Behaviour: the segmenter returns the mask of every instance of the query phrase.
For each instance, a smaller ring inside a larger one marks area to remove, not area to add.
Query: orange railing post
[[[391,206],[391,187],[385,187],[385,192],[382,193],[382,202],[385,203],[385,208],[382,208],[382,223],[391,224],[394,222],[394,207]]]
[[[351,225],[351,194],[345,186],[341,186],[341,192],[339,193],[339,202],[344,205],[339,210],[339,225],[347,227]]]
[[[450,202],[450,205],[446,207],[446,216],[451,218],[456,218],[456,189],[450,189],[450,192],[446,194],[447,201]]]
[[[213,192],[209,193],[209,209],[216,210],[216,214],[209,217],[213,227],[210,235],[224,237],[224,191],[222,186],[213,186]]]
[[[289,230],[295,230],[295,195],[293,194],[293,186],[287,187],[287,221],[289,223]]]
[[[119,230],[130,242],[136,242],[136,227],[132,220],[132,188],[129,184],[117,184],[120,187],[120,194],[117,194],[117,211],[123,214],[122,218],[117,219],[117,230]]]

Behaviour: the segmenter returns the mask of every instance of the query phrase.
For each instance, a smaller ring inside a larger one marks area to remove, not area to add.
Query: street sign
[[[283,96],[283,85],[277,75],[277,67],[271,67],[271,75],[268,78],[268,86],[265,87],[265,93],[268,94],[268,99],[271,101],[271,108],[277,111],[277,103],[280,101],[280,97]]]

•••••

What you need to do:
Rewrite the entries above, changing each "segmenter" to "segmentation tool" and leaving everything else untouched.

Response for this exercise:
Behaviour: the segmentation tool returns the mask of every instance of the query phrase.
For each instance, a smaller ring inside a larger one marks area to remove, not area to add.
Query: orange railing post
[[[391,206],[391,187],[385,187],[385,192],[382,193],[382,202],[385,203],[385,208],[382,208],[382,223],[391,224],[394,222],[394,207]]]
[[[351,225],[351,194],[345,186],[341,186],[341,192],[339,193],[339,202],[344,205],[339,210],[339,225],[347,227]]]
[[[450,202],[450,205],[446,207],[446,216],[451,218],[456,218],[456,189],[450,189],[450,192],[446,194],[447,201]]]
[[[213,192],[209,193],[209,209],[216,210],[216,214],[209,217],[213,227],[210,235],[224,237],[224,191],[222,186],[213,186]]]
[[[289,230],[295,230],[295,195],[293,194],[293,186],[287,187],[287,221],[289,223]]]
[[[119,230],[130,242],[136,242],[136,227],[132,220],[132,188],[129,184],[117,184],[120,187],[120,194],[117,194],[117,211],[123,214],[122,218],[117,219],[117,230]]]

Behaviour: the segmentation tool returns the mask of every instance of the query phrase.
For each instance, a smaller ring inside a larger one marks area to remove, not area to add.
Query: street sign
[[[283,96],[283,85],[277,75],[277,67],[271,67],[271,75],[268,78],[268,86],[265,87],[265,93],[268,94],[268,99],[271,101],[271,108],[277,111],[277,103],[280,101],[280,97]]]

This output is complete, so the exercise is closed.